>> Begin Passage provided

Internal Content Distribution Network

So.. we had a problem a couple of years back, our network was designed using MPLS and other direct connection networks and this did not do well for streaming the company's annual meeting. The old system had every user connecting directly to the video provider's media streaming, which taxed the central up link feed.

The solution:

Create an internal CDN to minimize internet and intranet traffic, and provide a frontend viewer to the data. This solution was used in the annual company meetings in 2014 and 2016.

The pieces:

  • libav/avconv
  • varnish
  • apache2
  • php
  • jwplayer
  • pingfederate

Overview:

Incoming stream is rtmp, so use libav to convert to HLS streams. Those HLS streams are now available for apache on the converter system to serve. Varnish caches are installed at as many distributed remote sites as possible. Create a base page with PHP as a frontend, using PHP to determine the most local site based on incoming IP address. Landing page has an embedded jwplayer viewer so the users can stream. Page is protected by SSO with Ping Federate to prevent unauthorized view and to give logging.

>> End Passage provided
>> Begin Supplied records

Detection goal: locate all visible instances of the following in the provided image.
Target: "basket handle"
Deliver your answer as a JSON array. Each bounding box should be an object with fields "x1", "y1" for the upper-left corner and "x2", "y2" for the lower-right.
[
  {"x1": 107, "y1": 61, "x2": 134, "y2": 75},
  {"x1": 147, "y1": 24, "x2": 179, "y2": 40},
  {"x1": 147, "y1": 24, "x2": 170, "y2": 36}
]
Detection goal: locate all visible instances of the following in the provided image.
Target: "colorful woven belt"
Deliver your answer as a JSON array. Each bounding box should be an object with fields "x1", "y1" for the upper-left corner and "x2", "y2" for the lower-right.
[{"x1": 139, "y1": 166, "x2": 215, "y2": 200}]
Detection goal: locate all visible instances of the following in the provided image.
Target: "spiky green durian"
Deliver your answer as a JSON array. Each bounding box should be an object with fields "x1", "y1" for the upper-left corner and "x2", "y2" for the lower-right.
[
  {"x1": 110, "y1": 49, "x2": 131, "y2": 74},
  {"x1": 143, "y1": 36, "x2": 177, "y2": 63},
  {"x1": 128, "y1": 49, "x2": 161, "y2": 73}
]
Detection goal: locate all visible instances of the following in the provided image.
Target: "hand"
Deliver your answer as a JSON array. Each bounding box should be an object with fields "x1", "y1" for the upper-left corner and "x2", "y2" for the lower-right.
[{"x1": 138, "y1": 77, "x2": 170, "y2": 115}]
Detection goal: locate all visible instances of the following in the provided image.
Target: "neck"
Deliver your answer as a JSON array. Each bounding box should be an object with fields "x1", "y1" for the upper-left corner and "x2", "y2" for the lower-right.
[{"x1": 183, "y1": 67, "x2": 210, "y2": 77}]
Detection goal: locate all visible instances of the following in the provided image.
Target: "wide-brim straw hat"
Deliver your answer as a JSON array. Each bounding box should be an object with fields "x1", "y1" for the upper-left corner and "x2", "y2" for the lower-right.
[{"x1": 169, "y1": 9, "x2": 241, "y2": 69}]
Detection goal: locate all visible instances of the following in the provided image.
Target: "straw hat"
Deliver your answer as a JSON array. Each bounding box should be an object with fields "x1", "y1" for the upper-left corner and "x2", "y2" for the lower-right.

>> End Supplied records

Exercise set:
A) List every component named under "The pieces:" in the internal CDN write-up.
B) Please carry the internal CDN write-up forward from its last sentence.
The rows come from a separate source.

Answer list:
A) libav/avconv, varnish, apache2, php, jwplayer, pingfederate

B)
Design considerations:

  • The system must be reliable
    • To us this means that we run the system in multiple data centers with automatic fail-over
  • Must work with Internet Explorer browsers, preferably IE8 and newer
  • Must be minimally invasive for end users, no plugins
  • Must be secured against Active Directory logins to prevent unauthorized access
  • Must record user logins
  • Must provide data about where the videos were watched for analysis after the fact
  • Must be able to handle >500 concurrent users watching the streams

Libav:

Starting up the transcode is fairly simple:

#!/bin/bash

rm /var/www/html/video/*.m3u8  
rm /var/www/html/video/*.ts  
STREAM=rtmp://cp122890.live.edgefcs.net/live/2a9722f7-803e-d016-f6a4-e3eba1d3efc3_livestream1@30063

avconv -i $STREAM -strict experimental -acodec aac  -vcodec h264  -g 180 -hls_time 10 -hls_list_size 6 video.m3u8

mv /var/www/html/video/video.m3u8 /var/www/html/video/video.m3u8.save  

Here we use avconv with 10 second chunks of transcoded video and keep 6 of them around. This gives us 60 seconds of buffer that the caches can work with.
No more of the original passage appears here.